**CONSIGNES DE TRAVAIL**
Quelles lignes des enregistrements ci-dessous contiennent le mot « groom » ? Filtrez-les en recopiant chacune d'elles.

■ ■ ■

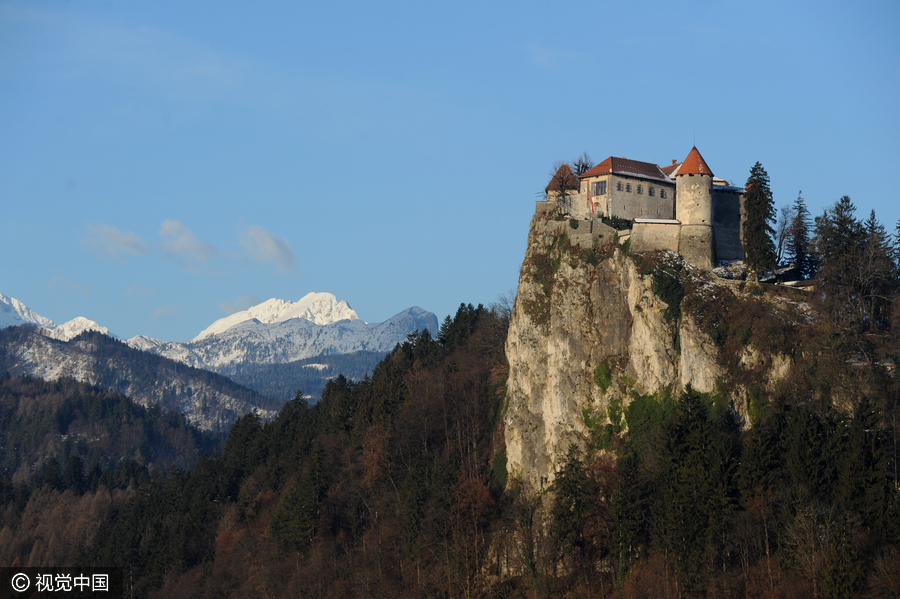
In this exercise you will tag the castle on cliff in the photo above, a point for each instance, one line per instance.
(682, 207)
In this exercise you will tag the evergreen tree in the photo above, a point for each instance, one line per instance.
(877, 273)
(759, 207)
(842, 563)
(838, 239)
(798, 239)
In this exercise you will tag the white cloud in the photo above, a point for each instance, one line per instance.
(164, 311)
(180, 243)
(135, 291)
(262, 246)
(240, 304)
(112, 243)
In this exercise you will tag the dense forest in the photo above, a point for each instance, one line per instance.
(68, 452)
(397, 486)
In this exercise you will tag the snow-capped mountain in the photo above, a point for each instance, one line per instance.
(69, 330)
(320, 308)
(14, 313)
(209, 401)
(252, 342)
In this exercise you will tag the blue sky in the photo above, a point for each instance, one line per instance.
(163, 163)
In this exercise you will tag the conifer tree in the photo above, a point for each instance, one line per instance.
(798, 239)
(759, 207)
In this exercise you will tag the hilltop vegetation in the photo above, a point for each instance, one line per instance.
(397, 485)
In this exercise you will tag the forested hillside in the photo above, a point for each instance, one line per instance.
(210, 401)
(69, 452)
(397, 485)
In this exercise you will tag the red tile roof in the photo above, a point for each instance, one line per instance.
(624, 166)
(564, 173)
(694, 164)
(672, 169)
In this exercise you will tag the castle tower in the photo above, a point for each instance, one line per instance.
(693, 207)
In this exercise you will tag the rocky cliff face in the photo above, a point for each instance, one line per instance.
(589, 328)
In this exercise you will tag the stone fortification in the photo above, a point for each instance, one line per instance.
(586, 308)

■ ■ ■

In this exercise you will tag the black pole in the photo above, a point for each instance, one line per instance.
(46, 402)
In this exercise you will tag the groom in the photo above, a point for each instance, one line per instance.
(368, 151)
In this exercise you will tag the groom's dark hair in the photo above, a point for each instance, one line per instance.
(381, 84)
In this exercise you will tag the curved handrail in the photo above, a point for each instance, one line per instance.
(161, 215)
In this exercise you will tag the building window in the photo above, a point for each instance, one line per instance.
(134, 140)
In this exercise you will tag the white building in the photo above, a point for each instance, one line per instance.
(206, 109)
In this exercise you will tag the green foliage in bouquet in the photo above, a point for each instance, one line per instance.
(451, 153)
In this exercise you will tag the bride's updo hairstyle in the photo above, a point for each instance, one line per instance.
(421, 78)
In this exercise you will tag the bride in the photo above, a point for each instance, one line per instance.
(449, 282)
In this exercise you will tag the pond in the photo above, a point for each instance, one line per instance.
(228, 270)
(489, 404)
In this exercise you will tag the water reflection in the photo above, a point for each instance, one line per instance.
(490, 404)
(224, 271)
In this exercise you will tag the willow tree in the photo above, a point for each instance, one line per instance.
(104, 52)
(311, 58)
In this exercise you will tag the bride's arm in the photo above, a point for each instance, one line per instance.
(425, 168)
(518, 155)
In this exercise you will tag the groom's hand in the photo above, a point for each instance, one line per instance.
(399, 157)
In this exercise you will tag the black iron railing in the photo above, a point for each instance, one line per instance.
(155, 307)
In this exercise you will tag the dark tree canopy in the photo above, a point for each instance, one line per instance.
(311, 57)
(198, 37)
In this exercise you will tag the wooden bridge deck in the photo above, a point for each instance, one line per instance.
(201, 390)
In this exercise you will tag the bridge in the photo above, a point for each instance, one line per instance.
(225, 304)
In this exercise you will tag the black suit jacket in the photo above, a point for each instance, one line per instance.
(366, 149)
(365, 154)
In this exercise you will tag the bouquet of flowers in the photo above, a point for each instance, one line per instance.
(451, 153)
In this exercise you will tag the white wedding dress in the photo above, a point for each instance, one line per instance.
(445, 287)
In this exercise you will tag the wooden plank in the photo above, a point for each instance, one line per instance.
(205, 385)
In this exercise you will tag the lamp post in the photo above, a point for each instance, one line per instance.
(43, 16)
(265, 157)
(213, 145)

■ ■ ■

**RÉPONSE**
In this exercise you will tag the groom in the photo above, a point for each instance, one line per instance.
In this exercise you will tag the groom's dark hair in the photo above, a point for each instance, one line per instance.
In this exercise you will tag the groom's hand in the photo above, a point for each instance, one line per instance.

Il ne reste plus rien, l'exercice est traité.